begin Excerpt provided

Any thoughts on a simplified version?
My main goal was to fuzz all random sources way beyond reproducibility, with time being the primary source. Time is envisioned somewhat repeatable (think restart a no realtime-clock device with no entropy gathering and immediately run this) and has 32 bits, but less than 16 could be considered entropy-like. I already made a large simplification for the sake of readability, there's not much to remove that wouldn't defeat the goal. Remember, there are demonstrations of cryptanalysis of hardware RND bias by affecting
heat generation through remotely running processes on a machine.
A white paper on the motivation and methods used may facilitate review without reading code. Here's a summary of
methods, in order they are used:
clockbase(): poll raw system timers twice,
clockrnd(): 512 bit entropy by random-length-loop of various hashings of clockbase(),
platform_check(): ensure repeating calls to clockrnd() never return same result,
keyboard_entropy(): accumulate XORs of clockrnd() before and after every keypress, XOR SHA512 of stretched presses,
random_key(): entropy by keyboard_entropy() + urandom state + time
seed system random generator (urandom) with entropy
privkey initial value by 256 bits urandom XOR sha256 of 512 bits urandom
then random 64-128 loops of:
XOR random 256 bit window of SHA512 of clockrnd()+clockrnd()+entropy
XOR random 256 bit window of SHA512 of 512 bytes urandom
XOR 256 more bits from 2nd urandom object
reseed urandom with SHA512 of the first two XORs plus entropy
By the time we're done we've asked for the epoch time or processor time
about 6000 between 43492-382796 times (or potentially millions on OSX), and done about that many hashes. Then we make a Bitcoin address from that garbage if it is a valid private key...

end Excerpt provided
begin Recorded information

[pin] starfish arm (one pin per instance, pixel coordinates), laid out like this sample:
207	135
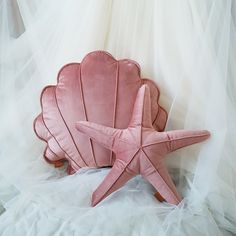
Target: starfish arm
159	177
120	173
101	134
182	138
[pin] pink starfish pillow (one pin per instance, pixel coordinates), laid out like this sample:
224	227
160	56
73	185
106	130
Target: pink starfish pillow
139	149
100	89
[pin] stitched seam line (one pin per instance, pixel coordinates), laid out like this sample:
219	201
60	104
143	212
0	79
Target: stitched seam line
85	113
168	187
68	128
115	105
58	143
197	136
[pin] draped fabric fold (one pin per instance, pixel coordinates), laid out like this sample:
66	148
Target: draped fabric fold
187	47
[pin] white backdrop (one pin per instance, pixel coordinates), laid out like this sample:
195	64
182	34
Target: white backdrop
188	48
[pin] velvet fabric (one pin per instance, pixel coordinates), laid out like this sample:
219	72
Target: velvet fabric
140	150
100	89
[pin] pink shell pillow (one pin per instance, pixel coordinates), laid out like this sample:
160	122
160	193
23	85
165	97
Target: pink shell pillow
140	150
100	89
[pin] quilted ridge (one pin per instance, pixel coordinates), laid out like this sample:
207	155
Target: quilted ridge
100	89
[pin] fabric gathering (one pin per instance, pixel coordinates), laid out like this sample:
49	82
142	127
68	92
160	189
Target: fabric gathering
187	48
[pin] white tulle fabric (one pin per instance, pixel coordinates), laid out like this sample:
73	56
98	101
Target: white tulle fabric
188	47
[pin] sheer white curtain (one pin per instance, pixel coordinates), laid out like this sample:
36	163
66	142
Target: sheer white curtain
188	48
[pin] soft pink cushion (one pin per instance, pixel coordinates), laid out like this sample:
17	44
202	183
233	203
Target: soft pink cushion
139	149
99	89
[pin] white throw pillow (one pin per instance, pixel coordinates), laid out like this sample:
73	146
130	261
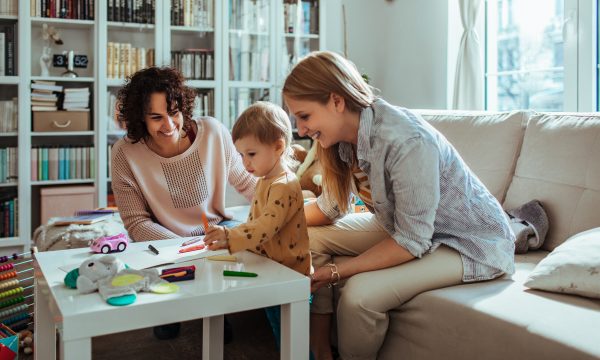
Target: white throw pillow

end Recorded information

> **To-do list**
1. In the post on randomness for private keys, what does platform_check() ensure?
2. Reproduce the stretch of the post on randomness for private keys from "Any thoughts on" through "on a machine.".
The data stand apart from the post and constitute separate material.

> **Answers below**
1. It ensures that repeated calls to clockrnd() never return the same result.

2.
Any thoughts on a simplified version?
My main goal was to fuzz all random sources way beyond reproducibility, with time being the primary source. Time is envisioned somewhat repeatable (think restart a no realtime-clock device with no entropy gathering and immediately run this) and has 32 bits, but less than 16 could be considered entropy-like. I already made a large simplification for the sake of readability, there's not much to remove that wouldn't defeat the goal. Remember, there are demonstrations of cryptanalysis of hardware RND bias by affecting
heat generation through remotely running processes on a machine.